• [TEXT EXTRACT]
During his interview in the first half, Pintscher described the orchestra as a delicate instrument in itself – it is evidently one he knows how to play. The orchestra opened and closed as a reduced ensemble, with the sharp and insistent rhythmic sounds of Edgard Varèse. Octandre (1923) and Intégrales (1925), although angular and percussive, were performed with an intimate quality that gave rare melodic passages their own space and the climaxes room for growth. This subtlety was again evident during the performance of Wolfgang Rihm’s Verwandlung 3, which had a Strauss-esque hint, adding to its already philharmonic intensity.
The concert, recorded for Radio 3’s Hear and Now contemporary music composer portrait, not only displayed the technical ability of the SSO, but also showcased Pintscher as an expressive composer. Celestial Object 1 delved into a world of subtle textures, where solo trumpeter Mark O’Keeffe was denied a typical brass-like concerto, and instead interacted with different sonorities and sounds. Transir for solo flute was unremarkably similar: self-indulgent and more gestural than concrete.
Although the evening could have suffered from the slightly disjointed programme, it did not. The SSO emerged with an fluidity which made for an approachable interpretation. Under the baton of Pintscher we were offered a welcome departure from exclusivity and guided through demanding music with an air of modest confidence.

• [Records of labeled points]
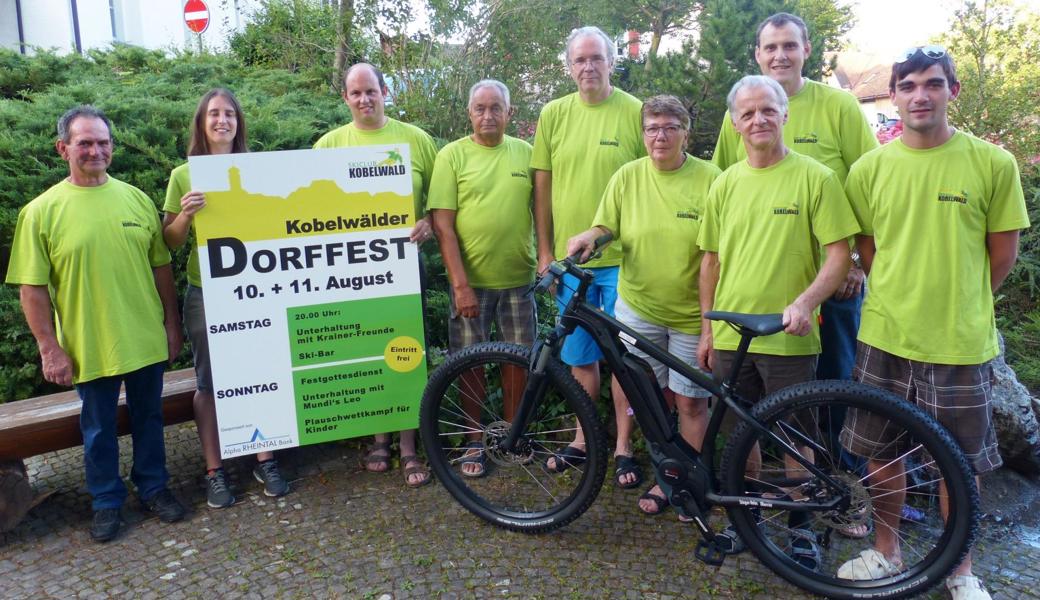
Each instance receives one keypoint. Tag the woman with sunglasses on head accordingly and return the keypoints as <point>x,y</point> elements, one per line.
<point>218,127</point>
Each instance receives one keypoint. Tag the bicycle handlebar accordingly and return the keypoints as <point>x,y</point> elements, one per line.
<point>569,264</point>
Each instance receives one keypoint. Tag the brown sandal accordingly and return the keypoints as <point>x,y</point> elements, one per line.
<point>415,469</point>
<point>372,459</point>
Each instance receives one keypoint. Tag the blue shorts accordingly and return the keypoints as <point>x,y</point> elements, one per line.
<point>579,348</point>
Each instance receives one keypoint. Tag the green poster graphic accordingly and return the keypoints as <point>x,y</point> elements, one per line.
<point>312,294</point>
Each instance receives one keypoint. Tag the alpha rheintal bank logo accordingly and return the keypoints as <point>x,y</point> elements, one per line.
<point>392,164</point>
<point>258,442</point>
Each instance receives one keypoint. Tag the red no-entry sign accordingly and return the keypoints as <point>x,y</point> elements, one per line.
<point>197,16</point>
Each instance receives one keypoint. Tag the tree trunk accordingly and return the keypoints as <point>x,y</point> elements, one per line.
<point>16,494</point>
<point>344,24</point>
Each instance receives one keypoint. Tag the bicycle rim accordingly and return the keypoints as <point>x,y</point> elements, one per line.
<point>901,435</point>
<point>468,400</point>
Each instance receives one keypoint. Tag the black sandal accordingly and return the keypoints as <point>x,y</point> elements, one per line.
<point>570,457</point>
<point>625,466</point>
<point>804,549</point>
<point>659,501</point>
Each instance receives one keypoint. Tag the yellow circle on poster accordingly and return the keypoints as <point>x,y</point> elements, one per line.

• [WHAT TO WORK ON]
**a.** Please copy the passage of the concert review starting at "The concert, recorded" and ending at "gestural than concrete.".
**b.** Translate this sentence from the concert review into Spanish: "Although the evening could have suffered from the slightly disjointed programme, it did not."

• [ANSWERS TO THE EXERCISES]
**a.**
The concert, recorded for Radio 3’s Hear and Now contemporary music composer portrait, not only displayed the technical ability of the SSO, but also showcased Pintscher as an expressive composer. Celestial Object 1 delved into a world of subtle textures, where solo trumpeter Mark O’Keeffe was denied a typical brass-like concerto, and instead interacted with different sonorities and sounds. Transir for solo flute was unremarkably similar: self-indulgent and more gestural than concrete.

**b.** Aunque la velada podría haberse visto perjudicada por el programa ligeramente inconexo, no fue así.